── Text provided ──
# Qu'est-ce qui se passe ?



## McCarty

I'm not clear on why the following question is reflexive:
"Qu'est-ce qui se passe?"

Is this sentence correct, and if so, is there a more literal translation beyond "What is happening?" that would explain the reflexive "se" being included?

Merci beaucoup


----------



## Matt_11

Don't quote me on this, but i think it is a different use for se.


----------



## marget

_Se passer_ is idiomatic, as far as I know. Some verbs are truly reflexive.  The plural construction can express reciprocal action and the third category is idiomatic.  I think that's where_ se passer_ belongs.


----------



## timpeac

marget said:
			
		

> _Se passer_ is idiomatic, as far as I know. Some verbs are truly reflexive. The plural construction can express reciprocal action and the third category is idiomatic. I think that's where_ se passer_ belongs.


I agree - I've thought about this to myself and never come up for a rational for it. I find it particularly telling that the comparable Spanish verb pasar - meaning exactly the same thing - _isn't_ reflexive (or pronominal to use the current lingo). Just an extra tax on the memory, I'm afraid!
───
── Records supplied ──
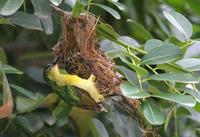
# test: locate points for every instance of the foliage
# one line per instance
(158, 61)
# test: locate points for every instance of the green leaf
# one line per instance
(42, 8)
(128, 89)
(11, 70)
(28, 21)
(92, 127)
(108, 9)
(77, 9)
(181, 99)
(191, 64)
(47, 25)
(107, 29)
(6, 109)
(195, 94)
(168, 118)
(162, 25)
(162, 86)
(182, 111)
(194, 6)
(133, 57)
(197, 107)
(47, 116)
(61, 123)
(36, 74)
(31, 122)
(118, 4)
(3, 58)
(56, 2)
(24, 91)
(180, 22)
(25, 104)
(128, 40)
(8, 7)
(4, 21)
(139, 95)
(140, 29)
(84, 2)
(153, 90)
(132, 77)
(152, 43)
(62, 111)
(119, 47)
(140, 71)
(173, 68)
(100, 127)
(4, 124)
(152, 113)
(176, 77)
(166, 53)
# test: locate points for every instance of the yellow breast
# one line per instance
(87, 84)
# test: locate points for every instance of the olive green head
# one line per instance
(50, 69)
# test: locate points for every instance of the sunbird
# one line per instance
(76, 91)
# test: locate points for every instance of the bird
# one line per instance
(74, 90)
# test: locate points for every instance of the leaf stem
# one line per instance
(175, 122)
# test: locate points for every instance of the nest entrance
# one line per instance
(80, 52)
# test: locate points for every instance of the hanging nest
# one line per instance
(81, 55)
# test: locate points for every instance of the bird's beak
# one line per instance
(56, 61)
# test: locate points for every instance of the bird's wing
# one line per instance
(84, 96)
───
_List of tasks:_
1 - According to the forum thread, which Spanish verb means the same thing as "se passer" but isn't reflexive?
2 - From the forum thread, copy out the passage from "Is this sentence" up to and including "use for se.".
The listing isn't needed for this.

_Task-by-task outputs:_
1 - Pasar.

2 -
Is this sentence correct, and if so, is there a more literal translation beyond "What is happening?" that would explain the reflexive "se" being included?

Merci beaucoup


----------



## Matt_11

Don't quote me on this, but i think it is a different use for se.